▸ **The task**
Copy out the whole abstract below about the annotated Geneva edition of Newton's Principia, word for word.

▸ **Document excerpt**
______
This contribution examines the circumstances of composition of the annotated edition of Newton’s Principia that was printed in Geneva in 1739–1742, which ran to several editions and was still in print in Britain in the mid-nineteenth century. This edition was the work of the Genevan Professor of Mathematics, Jean Louis Calandrini, and of two Minim friars based in Rome, Thomas Le Seur and François Jacquier. The study of the context in which this edition was conceived sheds light on the early reception of Newtonianism in Geneva and Rome. By taking into consideration the careers of Calandrini, Le Seur and Jacquier, as authors, lecturers and leading characters of Genevan and Roman cultural life, I will show that their involvement in the enterprise of annotating Newton’s Principia answered specific needs of Genevan and Roman culture. The publication and reception of the Genevan annotated edition has also a broader European dimension. Both Calandrini and Jacquier were in touch with the French république des lettres, most notably with Clairaut and Du Châtelet, and with the Bernoulli family in Basel. Therefore, this study is also relevant for the understanding of the dissemination of Newton’s ideas in Europe.
______
▸ **Record excerpts**
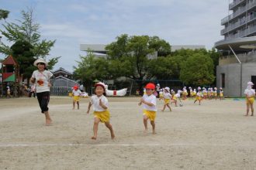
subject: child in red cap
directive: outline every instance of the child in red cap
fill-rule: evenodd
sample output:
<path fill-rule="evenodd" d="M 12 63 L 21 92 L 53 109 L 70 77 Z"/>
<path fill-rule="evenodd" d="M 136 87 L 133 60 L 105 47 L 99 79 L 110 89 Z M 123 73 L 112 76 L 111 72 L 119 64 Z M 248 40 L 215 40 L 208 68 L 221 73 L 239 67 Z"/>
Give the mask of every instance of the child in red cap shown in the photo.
______
▸ **Complete output**
This contribution examines the circumstances of composition of the annotated edition of Newton’s Principia that was printed in Geneva in 1739–1742, which ran to several editions and was still in print in Britain in the mid-nineteenth century. This edition was the work of the Genevan Professor of Mathematics, Jean Louis Calandrini, and of two Minim friars based in Rome, Thomas Le Seur and François Jacquier. The study of the context in which this edition was conceived sheds light on the early reception of Newtonianism in Geneva and Rome. By taking into consideration the careers of Calandrini, Le Seur and Jacquier, as authors, lecturers and leading characters of Genevan and Roman cultural life, I will show that their involvement in the enterprise of annotating Newton’s Principia answered specific needs of Genevan and Roman culture. The publication and reception of the Genevan annotated edition has also a broader European dimension. Both Calandrini and Jacquier were in touch with the French république des lettres, most notably with Clairaut and Du Châtelet, and with the Bernoulli family in Basel. Therefore, this study is also relevant for the understanding of the dissemination of Newton’s ideas in Europe.